(Source data)
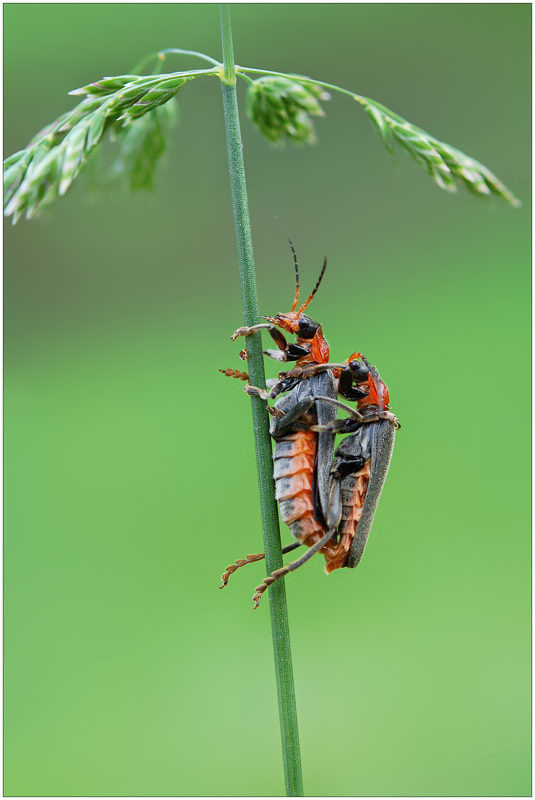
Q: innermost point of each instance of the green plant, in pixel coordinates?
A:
(133, 109)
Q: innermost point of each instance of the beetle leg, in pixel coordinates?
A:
(254, 391)
(284, 425)
(277, 335)
(279, 573)
(235, 373)
(250, 559)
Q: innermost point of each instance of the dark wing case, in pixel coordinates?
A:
(375, 441)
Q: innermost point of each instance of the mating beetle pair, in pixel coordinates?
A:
(328, 499)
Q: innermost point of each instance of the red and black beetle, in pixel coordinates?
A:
(327, 499)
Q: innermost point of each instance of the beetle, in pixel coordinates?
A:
(358, 471)
(360, 465)
(329, 505)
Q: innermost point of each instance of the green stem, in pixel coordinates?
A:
(270, 521)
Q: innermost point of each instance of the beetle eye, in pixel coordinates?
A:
(307, 327)
(359, 371)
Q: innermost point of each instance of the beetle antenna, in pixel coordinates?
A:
(296, 298)
(315, 289)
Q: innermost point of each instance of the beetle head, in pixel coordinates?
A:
(364, 373)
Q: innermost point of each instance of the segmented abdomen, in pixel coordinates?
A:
(293, 473)
(354, 488)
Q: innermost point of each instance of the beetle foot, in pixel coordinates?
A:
(240, 562)
(243, 331)
(235, 373)
(259, 591)
(254, 391)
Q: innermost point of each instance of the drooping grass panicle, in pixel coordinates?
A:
(53, 159)
(283, 106)
(444, 163)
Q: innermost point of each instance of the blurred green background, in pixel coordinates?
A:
(130, 478)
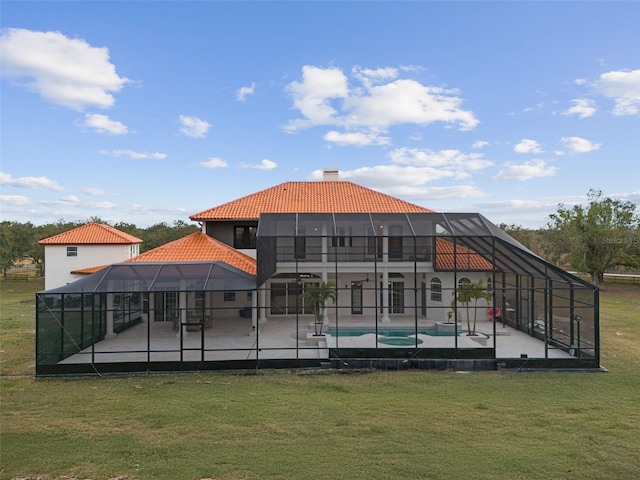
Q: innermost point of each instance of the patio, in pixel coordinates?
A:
(235, 339)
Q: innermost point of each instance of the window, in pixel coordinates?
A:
(244, 236)
(436, 290)
(300, 245)
(395, 241)
(342, 240)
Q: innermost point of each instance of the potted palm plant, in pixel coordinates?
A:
(317, 297)
(468, 292)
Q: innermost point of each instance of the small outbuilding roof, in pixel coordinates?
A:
(198, 247)
(91, 234)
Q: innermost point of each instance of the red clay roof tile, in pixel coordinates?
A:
(91, 234)
(310, 197)
(198, 247)
(465, 259)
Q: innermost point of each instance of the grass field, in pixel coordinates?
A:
(323, 425)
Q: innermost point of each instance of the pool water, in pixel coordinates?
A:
(400, 341)
(397, 332)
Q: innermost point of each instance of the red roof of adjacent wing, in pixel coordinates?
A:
(91, 234)
(198, 247)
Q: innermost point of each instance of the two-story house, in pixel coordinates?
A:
(410, 287)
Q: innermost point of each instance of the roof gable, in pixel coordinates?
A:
(198, 247)
(310, 197)
(91, 234)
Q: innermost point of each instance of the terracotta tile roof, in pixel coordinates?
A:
(198, 247)
(91, 234)
(88, 271)
(310, 197)
(465, 259)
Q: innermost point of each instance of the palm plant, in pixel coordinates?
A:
(317, 296)
(466, 293)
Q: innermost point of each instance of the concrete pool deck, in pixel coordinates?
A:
(277, 339)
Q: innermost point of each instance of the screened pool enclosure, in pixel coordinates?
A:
(421, 290)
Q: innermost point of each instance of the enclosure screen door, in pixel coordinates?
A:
(356, 298)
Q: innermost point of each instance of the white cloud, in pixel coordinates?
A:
(436, 193)
(527, 146)
(135, 155)
(105, 205)
(16, 200)
(447, 159)
(213, 162)
(266, 165)
(244, 92)
(525, 171)
(579, 144)
(623, 87)
(312, 96)
(370, 76)
(194, 127)
(103, 124)
(406, 101)
(582, 107)
(389, 176)
(356, 138)
(406, 182)
(62, 70)
(68, 201)
(94, 192)
(324, 97)
(29, 182)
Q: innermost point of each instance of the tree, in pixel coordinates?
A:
(317, 296)
(466, 293)
(597, 237)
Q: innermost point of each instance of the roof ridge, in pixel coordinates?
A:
(338, 196)
(88, 234)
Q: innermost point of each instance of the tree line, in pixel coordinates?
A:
(593, 239)
(19, 241)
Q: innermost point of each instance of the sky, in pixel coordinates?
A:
(152, 111)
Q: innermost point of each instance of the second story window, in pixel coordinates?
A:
(244, 236)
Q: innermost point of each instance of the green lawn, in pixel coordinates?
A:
(311, 424)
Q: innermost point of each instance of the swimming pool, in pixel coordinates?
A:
(388, 331)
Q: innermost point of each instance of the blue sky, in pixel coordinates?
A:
(149, 111)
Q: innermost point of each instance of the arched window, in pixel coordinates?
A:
(436, 290)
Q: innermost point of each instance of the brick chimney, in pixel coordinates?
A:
(330, 174)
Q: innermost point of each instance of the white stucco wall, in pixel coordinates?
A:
(58, 266)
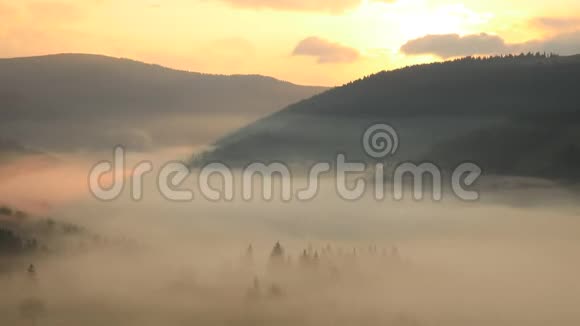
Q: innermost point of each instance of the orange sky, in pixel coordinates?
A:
(322, 42)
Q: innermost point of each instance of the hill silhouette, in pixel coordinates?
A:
(515, 115)
(81, 101)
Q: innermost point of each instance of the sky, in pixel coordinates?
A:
(310, 42)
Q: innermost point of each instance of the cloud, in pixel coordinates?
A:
(453, 45)
(331, 6)
(556, 23)
(563, 44)
(334, 6)
(54, 12)
(326, 51)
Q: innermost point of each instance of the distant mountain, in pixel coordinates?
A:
(84, 102)
(516, 115)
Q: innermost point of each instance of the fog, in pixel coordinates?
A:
(508, 259)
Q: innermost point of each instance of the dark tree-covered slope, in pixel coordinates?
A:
(498, 111)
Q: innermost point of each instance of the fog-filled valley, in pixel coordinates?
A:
(508, 259)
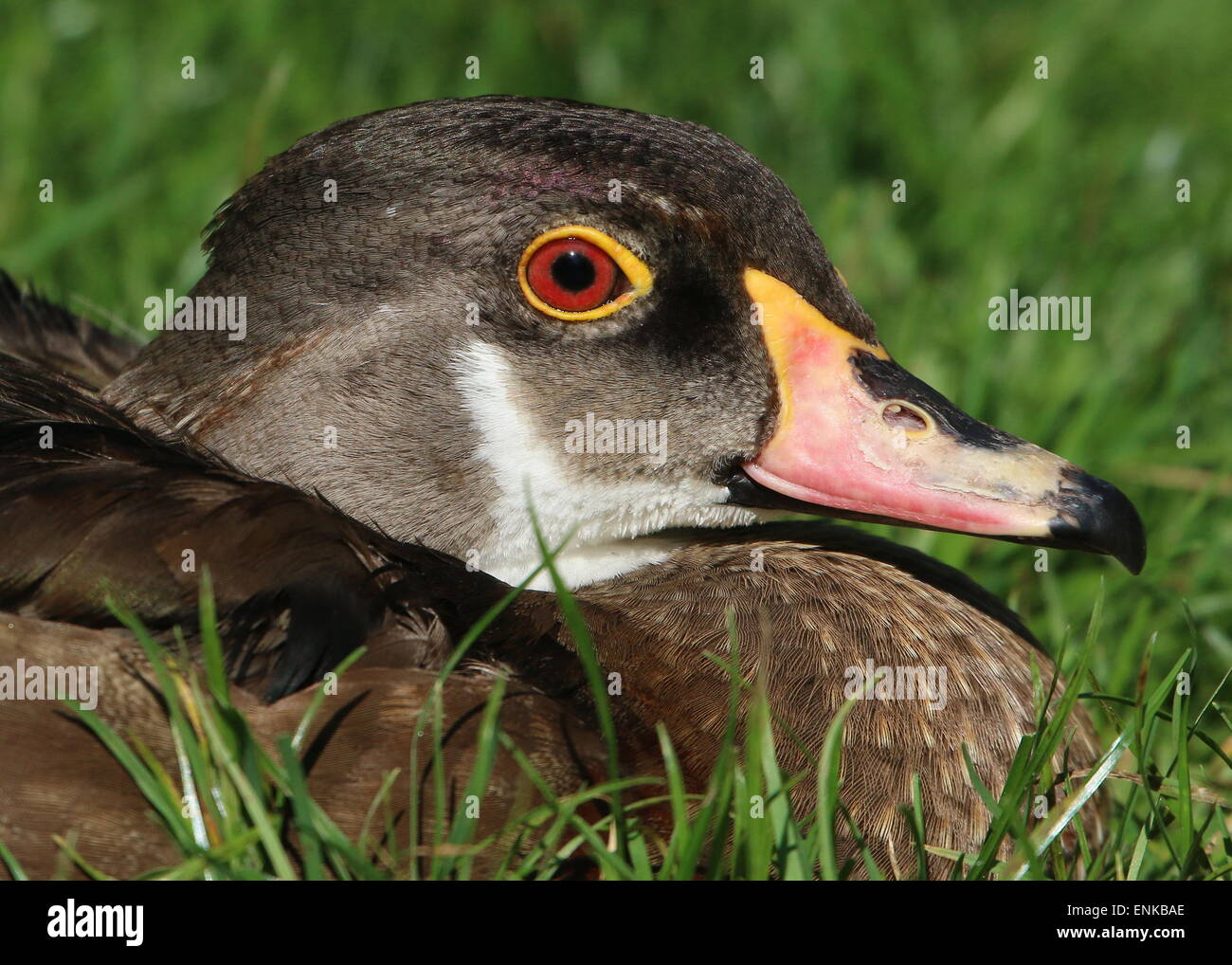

Job
How many lines of the material contain the string "grass"? Reply with the number alone.

Response to the task
2